Your task is to write out the full listing once more, exactly.

§ DATA FOR THIS EXERCISE:
• • •

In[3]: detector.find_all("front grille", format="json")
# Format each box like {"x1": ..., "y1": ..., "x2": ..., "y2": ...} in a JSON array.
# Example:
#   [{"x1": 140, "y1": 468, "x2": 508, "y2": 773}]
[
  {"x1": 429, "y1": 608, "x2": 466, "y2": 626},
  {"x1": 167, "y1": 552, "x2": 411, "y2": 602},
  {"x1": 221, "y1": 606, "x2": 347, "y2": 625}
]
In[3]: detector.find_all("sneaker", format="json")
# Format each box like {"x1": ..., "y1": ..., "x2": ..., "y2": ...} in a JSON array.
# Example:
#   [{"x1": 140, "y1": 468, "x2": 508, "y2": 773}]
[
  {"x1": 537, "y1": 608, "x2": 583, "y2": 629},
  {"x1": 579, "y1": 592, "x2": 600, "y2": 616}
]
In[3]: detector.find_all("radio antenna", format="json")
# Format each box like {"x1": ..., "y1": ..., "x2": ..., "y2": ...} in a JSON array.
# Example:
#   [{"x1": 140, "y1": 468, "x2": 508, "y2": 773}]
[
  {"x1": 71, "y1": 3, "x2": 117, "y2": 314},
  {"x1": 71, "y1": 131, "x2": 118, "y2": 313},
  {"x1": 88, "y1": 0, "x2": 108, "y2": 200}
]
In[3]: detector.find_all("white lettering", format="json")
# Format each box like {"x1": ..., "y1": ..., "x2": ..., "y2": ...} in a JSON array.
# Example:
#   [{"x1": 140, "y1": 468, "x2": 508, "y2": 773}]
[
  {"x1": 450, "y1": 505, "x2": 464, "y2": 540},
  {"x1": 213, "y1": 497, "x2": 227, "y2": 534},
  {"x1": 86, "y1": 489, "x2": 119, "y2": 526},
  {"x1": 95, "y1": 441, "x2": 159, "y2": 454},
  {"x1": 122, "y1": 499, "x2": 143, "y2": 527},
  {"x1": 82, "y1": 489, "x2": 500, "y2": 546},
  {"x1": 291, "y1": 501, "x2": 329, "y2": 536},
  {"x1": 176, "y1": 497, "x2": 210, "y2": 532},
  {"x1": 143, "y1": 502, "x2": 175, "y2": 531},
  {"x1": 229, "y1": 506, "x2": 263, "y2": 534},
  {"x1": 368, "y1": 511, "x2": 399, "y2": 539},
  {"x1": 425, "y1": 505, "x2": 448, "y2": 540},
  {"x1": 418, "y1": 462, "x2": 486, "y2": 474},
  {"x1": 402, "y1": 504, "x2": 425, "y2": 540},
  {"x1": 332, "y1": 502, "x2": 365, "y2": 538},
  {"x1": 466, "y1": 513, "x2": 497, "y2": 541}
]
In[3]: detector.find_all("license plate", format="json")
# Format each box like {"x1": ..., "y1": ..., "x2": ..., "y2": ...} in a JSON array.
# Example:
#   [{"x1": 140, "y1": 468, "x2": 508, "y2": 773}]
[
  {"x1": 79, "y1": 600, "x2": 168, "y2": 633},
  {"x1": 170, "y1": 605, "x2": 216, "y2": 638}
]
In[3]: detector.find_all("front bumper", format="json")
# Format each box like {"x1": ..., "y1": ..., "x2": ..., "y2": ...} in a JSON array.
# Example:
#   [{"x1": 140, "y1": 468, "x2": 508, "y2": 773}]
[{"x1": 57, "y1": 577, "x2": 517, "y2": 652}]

• • •

§ RESULT:
In[3]: detector.find_all("front grille", format="json")
# Format each box like {"x1": ..., "y1": ..., "x2": ..., "y2": ...} in a JSON array.
# Example:
#   [{"x1": 140, "y1": 468, "x2": 508, "y2": 773}]
[
  {"x1": 429, "y1": 608, "x2": 466, "y2": 626},
  {"x1": 167, "y1": 552, "x2": 411, "y2": 602},
  {"x1": 221, "y1": 606, "x2": 347, "y2": 625}
]
In[3]: detector.find_all("sneaker", format="json")
# Format each box like {"x1": ..., "y1": ..., "x2": ..., "y2": ...} in a JSON array.
# Example:
#   [{"x1": 140, "y1": 468, "x2": 508, "y2": 773}]
[
  {"x1": 537, "y1": 608, "x2": 583, "y2": 629},
  {"x1": 579, "y1": 592, "x2": 600, "y2": 616}
]
In[3]: detector.find_all("radio antenna", format="json")
# Format each box like {"x1": ..., "y1": ..., "x2": ..., "y2": ...} in a JSON array.
# Example:
#   [{"x1": 140, "y1": 468, "x2": 508, "y2": 773}]
[
  {"x1": 71, "y1": 3, "x2": 117, "y2": 314},
  {"x1": 71, "y1": 131, "x2": 118, "y2": 313},
  {"x1": 88, "y1": 0, "x2": 108, "y2": 200}
]
In[3]: detector.find_all("white lettering", format="json")
# Format each box like {"x1": ..., "y1": ..., "x2": ..., "y2": ...} in a JSON array.
# Example:
#   [{"x1": 140, "y1": 468, "x2": 508, "y2": 773}]
[
  {"x1": 450, "y1": 505, "x2": 464, "y2": 540},
  {"x1": 213, "y1": 497, "x2": 227, "y2": 534},
  {"x1": 86, "y1": 489, "x2": 119, "y2": 526},
  {"x1": 95, "y1": 441, "x2": 159, "y2": 454},
  {"x1": 122, "y1": 499, "x2": 143, "y2": 527},
  {"x1": 82, "y1": 489, "x2": 500, "y2": 546},
  {"x1": 291, "y1": 501, "x2": 329, "y2": 536},
  {"x1": 176, "y1": 497, "x2": 210, "y2": 532},
  {"x1": 143, "y1": 502, "x2": 175, "y2": 531},
  {"x1": 229, "y1": 506, "x2": 263, "y2": 534},
  {"x1": 368, "y1": 511, "x2": 399, "y2": 539},
  {"x1": 425, "y1": 505, "x2": 448, "y2": 540},
  {"x1": 418, "y1": 462, "x2": 486, "y2": 474},
  {"x1": 402, "y1": 504, "x2": 425, "y2": 540},
  {"x1": 332, "y1": 502, "x2": 365, "y2": 538},
  {"x1": 466, "y1": 513, "x2": 497, "y2": 541}
]
In[3]: detector.find_all("license plate", format="json")
# Format each box like {"x1": ..., "y1": ..., "x2": ..., "y2": ...} in a JSON array.
# Example:
#   [{"x1": 140, "y1": 468, "x2": 508, "y2": 773}]
[
  {"x1": 79, "y1": 600, "x2": 168, "y2": 633},
  {"x1": 170, "y1": 605, "x2": 216, "y2": 638}
]
In[3]: detector.find_all("front bumper", format="json")
# Format each box like {"x1": ..., "y1": ..., "x2": ..., "y2": ...} in a JSON array.
# Example:
#   [{"x1": 140, "y1": 468, "x2": 508, "y2": 773}]
[{"x1": 57, "y1": 577, "x2": 517, "y2": 652}]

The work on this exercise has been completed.